La Cava

Cae la tarde y el cielo abierto se va oscureciendo, despacio, con el mismo letargo con el que la brisa de poniente que peina el atlántico sur de la península se calma dando paso a una noche cálida. Una más del verano gaditano. Una de estas que hacen que el espíritu se sosiegue y se deje atrapar por un manto de templanza bajo el que todos los problemas se ocultan, y el deseo de parar el tiempo se vuelve casi un compromiso para el alma.

Las calles de la ciudad antigua están abarrotadas. Lucen entre los paseantes las galas de lino blanco de aquella Cuba lejana, al otro lado del océano, que un día decidió reflejarse en el cristal del espejo de esta Cádiz tan nuestra, y la volvió eterna a su imagen y semejanza. En una de ellas, un pasadizo estrecho dibujado entre edificios de otro tiempo y casi desapercibida para los transeúntes, se abre la puerta de un local que se anuncia en letras negras sobre la fachada: La Cava, Taberna Flamenca. Al entrar, el aroma a remembranza te golpea de manera sublime y te hace girar la cabeza hacia atrás para comprobar si no solo te has colado en un bar de la zona, sino que sin darte cuenta tu cuerpo se ha disuelto en el aire, y se ha transportado a otra dimensión, una más distante, una en la que el reloj definitivamente se detiene del todo, y solo avanza una pizca cada noche. Un ratito que dura en tiempo lo que dura el espectáculo, para que aquellos que lo disfrutan desde una mesa puedan salir más tarde con una muesca de profundo deleite grabada en su memoria.

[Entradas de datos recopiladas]
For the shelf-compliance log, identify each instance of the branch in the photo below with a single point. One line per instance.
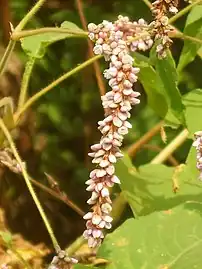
(29, 185)
(21, 34)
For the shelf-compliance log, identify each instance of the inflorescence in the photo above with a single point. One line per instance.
(160, 26)
(115, 41)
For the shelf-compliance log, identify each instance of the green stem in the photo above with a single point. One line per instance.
(183, 11)
(35, 97)
(25, 81)
(22, 260)
(21, 34)
(75, 245)
(174, 144)
(29, 15)
(147, 3)
(6, 56)
(20, 26)
(29, 185)
(187, 37)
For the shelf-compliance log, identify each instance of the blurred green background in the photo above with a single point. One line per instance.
(56, 133)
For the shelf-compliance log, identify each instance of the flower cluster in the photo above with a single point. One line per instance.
(198, 145)
(160, 25)
(112, 41)
(110, 37)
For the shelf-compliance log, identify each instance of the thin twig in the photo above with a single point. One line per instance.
(29, 185)
(171, 159)
(56, 195)
(96, 66)
(63, 196)
(187, 37)
(21, 34)
(132, 150)
(25, 81)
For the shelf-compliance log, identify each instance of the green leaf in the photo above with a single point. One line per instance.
(193, 28)
(162, 240)
(167, 81)
(148, 78)
(35, 46)
(150, 188)
(82, 266)
(193, 104)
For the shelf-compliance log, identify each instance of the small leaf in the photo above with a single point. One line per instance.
(35, 46)
(193, 104)
(193, 28)
(161, 240)
(150, 188)
(167, 81)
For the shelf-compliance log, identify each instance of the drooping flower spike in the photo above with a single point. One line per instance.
(112, 41)
(115, 41)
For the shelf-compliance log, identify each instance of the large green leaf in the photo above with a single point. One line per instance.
(35, 46)
(147, 77)
(167, 81)
(193, 28)
(193, 104)
(163, 240)
(150, 188)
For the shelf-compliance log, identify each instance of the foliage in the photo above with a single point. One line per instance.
(161, 228)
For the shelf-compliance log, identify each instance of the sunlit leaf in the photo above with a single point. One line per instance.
(149, 188)
(193, 104)
(193, 28)
(162, 240)
(167, 80)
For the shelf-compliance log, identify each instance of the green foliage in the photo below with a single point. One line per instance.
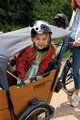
(15, 14)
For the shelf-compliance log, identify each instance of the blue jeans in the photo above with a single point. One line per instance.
(75, 63)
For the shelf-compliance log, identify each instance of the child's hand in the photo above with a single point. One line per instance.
(39, 77)
(27, 81)
(76, 43)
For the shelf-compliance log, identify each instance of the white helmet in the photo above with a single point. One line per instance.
(40, 27)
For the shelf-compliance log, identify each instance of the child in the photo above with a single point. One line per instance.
(35, 59)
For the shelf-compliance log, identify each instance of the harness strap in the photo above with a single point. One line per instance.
(10, 105)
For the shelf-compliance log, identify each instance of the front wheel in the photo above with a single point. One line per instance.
(40, 111)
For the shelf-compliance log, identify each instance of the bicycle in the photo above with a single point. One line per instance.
(66, 76)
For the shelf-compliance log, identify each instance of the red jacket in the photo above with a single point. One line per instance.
(26, 58)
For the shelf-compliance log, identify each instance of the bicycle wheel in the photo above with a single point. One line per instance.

● Actividad propuesta
En el texto sobre La Cava, ¿qué se anuncia en letras negras sobre la fachada del local? Las filas no intervienen en esta actividad.

● Respuesta correcta
La Cava, Taberna Flamenca.